### TEXT PROVIDED:
%%

All this talk about depression, good talk, I went again through some lengths to explain my perspective, in which depression is simply a symptom of the inability to have a conscience in ones circumstances. Some problems are just too deep for the individual ego, I guess the nervous system as a whole, to be able to identify with without becoming seriously overcharged with tasks which have no meaning by themselves or in relation to the current situation.
KP teaches that small steps can be taken, and I would never deny it if he said that is what he did or has seen people do to get out of a depression. But in many severe cases I don’t see that option. Depression is a slippery hole, small steps amount only to another humbling stumble. What is required is some ginormous move to victory that actually convinces the ego, the nervous system, of its own strength.
If the nervous system is convinced of its adequacy before the whole of the task, then slipping back into the pit is a less desperate affair than finding oneself in it the first time.
Out of the depression, one will find that the surface of the rest of the world is quite as slippery, one just isn’t trapped in a hole, one can glide and be bumped anywhere (posture is all-important) except up hills - sharp instruments are required to hold on to these. And this points me to the feat of getting out of the hole in the first place.

%%

### EXTRACTED DATA:
%%

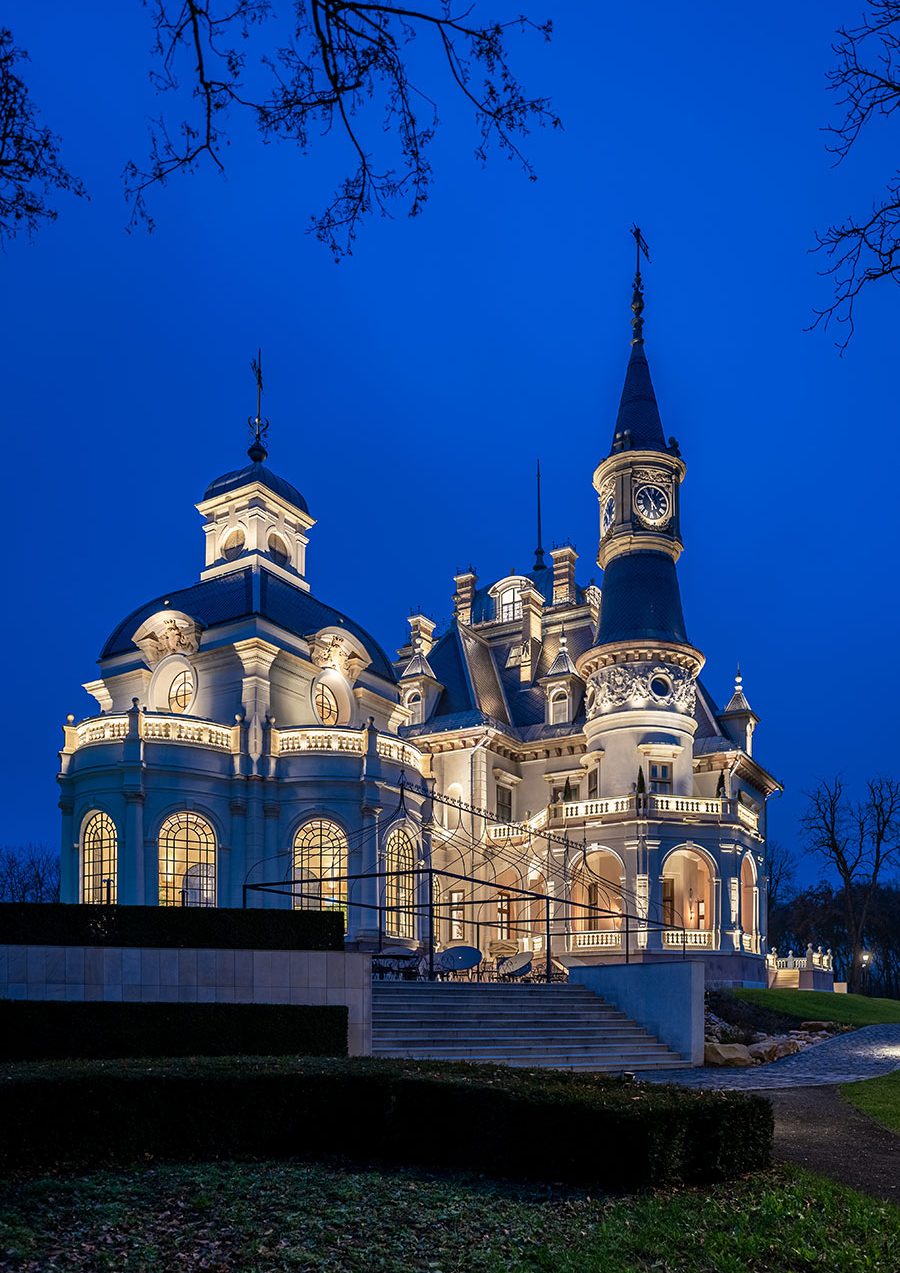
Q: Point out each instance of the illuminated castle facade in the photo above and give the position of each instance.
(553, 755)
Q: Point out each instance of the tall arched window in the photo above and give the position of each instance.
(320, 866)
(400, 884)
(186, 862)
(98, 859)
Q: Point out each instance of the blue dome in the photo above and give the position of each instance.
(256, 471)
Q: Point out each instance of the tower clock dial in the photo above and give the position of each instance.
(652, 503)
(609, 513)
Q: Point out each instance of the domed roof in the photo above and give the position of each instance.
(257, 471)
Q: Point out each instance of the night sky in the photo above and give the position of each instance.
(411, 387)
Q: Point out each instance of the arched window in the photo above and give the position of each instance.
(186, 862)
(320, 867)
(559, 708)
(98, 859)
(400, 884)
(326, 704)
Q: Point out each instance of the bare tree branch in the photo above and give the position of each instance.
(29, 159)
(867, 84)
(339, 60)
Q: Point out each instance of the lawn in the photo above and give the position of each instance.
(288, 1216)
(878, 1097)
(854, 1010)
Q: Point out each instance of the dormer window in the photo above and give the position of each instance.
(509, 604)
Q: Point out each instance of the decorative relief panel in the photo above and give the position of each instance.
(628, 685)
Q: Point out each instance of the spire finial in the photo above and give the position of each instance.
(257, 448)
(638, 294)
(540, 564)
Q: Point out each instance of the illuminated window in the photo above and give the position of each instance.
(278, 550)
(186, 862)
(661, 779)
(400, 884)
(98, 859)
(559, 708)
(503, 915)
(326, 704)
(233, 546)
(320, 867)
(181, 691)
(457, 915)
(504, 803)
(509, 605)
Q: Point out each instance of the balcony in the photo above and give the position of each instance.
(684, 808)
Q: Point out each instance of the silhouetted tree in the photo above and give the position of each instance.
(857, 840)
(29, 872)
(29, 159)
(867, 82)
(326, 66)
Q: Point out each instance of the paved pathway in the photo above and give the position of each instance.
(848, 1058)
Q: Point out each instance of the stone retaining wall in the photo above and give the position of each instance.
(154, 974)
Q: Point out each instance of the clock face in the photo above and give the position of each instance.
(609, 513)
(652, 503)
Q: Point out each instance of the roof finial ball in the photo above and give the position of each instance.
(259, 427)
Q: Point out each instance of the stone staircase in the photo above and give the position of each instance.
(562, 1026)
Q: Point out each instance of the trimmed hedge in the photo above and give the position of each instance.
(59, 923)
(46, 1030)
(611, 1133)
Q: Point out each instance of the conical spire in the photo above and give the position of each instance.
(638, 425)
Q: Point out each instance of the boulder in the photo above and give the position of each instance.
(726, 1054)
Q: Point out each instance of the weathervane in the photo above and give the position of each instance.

%%

### ACTIVITY A:
Reproduce the stretch of the depression text from "KP teaches that" through "the first time.", word for word.
### ACTIVITY B:
In the depression text, what is required to hold on to hills?

### RESPONSE BOX A:
KP teaches that small steps can be taken, and I would never deny it if he said that is what he did or has seen people do to get out of a depression. But in many severe cases I don’t see that option. Depression is a slippery hole, small steps amount only to another humbling stumble. What is required is some ginormous move to victory that actually convinces the ego, the nervous system, of its own strength.
If the nervous system is convinced of its adequacy before the whole of the task, then slipping back into the pit is a less desperate affair than finding oneself in it the first time.

### RESPONSE BOX B:
Sharp instruments.